# Фрагмент текста
******

Оружие вытаскивают грешники, натягивают лука своего, чтобы перестрелять нищих, заколоть правых сердцем. Оружие их войдет в сердце их, и луки их сломаются.
Владимир Мономах, великий князь киевский (1113-1125), государственный и политический деятель

«Главное — остаться людьми»

К 60-летию Великой Победы
28 апреля, 2005 - 19:36

Глуховатый голос, стройный, невысокого роста, седая шевелюра — это Борис Прокофьевич Топор, которому стукнуло 82. Тот самый, вышедший из севастопольской мясорубки, которая перемолола жизни ста тысяч бойцов, которого чуть не запытали до смерти в тираспольской тюрьме. Это он не раз побеждал саму смерть и дошел до Рейхстага...

Итак, попробуем еще раз перелистать «личное дело» этой непростой судьбы, чтобы понять, какие нечеловеческие испытания способен вынести человек и не сломаться, а наоборот — сберечь душу духовно богатой и родниково чистой.

ТАК ЗАКАЛЯЛАСЬ СТАЛЬ

Борис Топор родился в г. Ананьеве в августе 1922 года. Учился с желанием, среднюю школу закончил на отлично. Как и все дети того времени, много работал. Энергично обрабатывал огород, любил пасти корову, кормить свиней, плотничал. Десятилетний мальчишка уже знал отцовский урок воспитания: в жизни не руганью — лаской большего добьешься.

Он запомнил эпизод из детства, когда вместе с однолетками «игрался в войну» и вдруг получил удар в нос. Мгновенно мобилизовал свою энергию, и «противник» полетел вверх тормашками. Но тут подошел и... пожалел. То был второй отцовский урок: не нужно обижать человека, если он и сделал что-то плохое...

******

# Показанные данные
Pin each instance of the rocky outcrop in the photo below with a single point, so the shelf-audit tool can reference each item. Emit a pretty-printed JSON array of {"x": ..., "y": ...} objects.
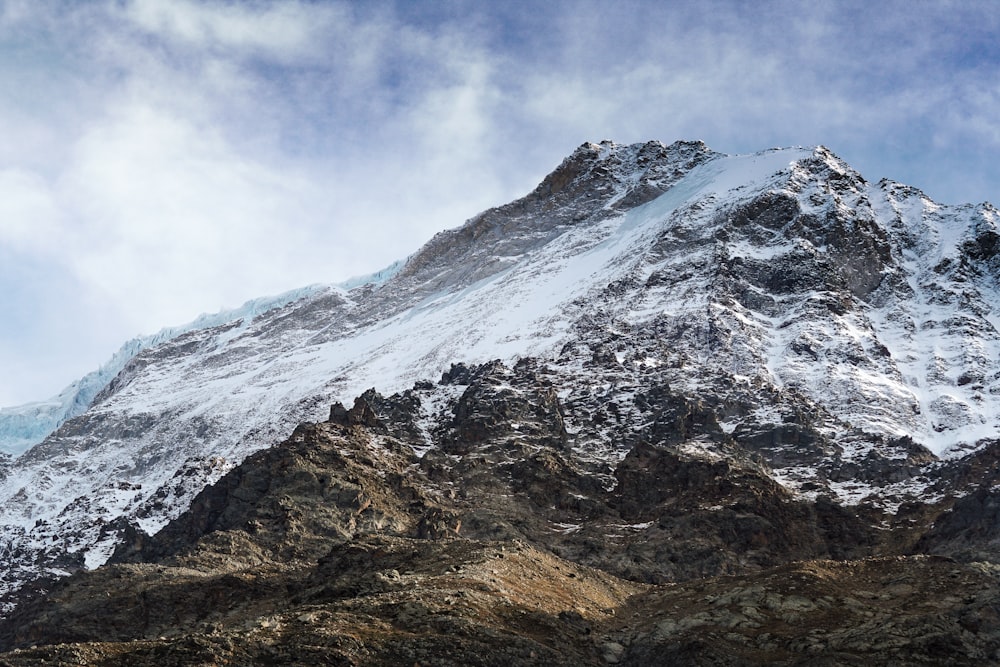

******

# Цель 1
Определите, пожалуйста, согласуются ли с фрагментом текста утверждения: (а) Борис Топор родился в Ананьеве в августе 1922 года; (б) среднюю школу он закончил с трудом; (в) в детстве он не любил пасти корову. На каждое ответьте «да» или «нет» и приведите точную цитату из фрагмента текста, которая это решает.
# Цель 2
Сколько лет Борису Прокофьевичу Топору, согласно фрагменту текста?

# Ответ 1
(а) Да: «Борис Топор родился в г. Ананьеве в августе 1922 года».
(б) Нет: «среднюю школу закончил на отлично».
(в) Нет: «любил пасти корову».

# Ответ 2
Ему 82 года.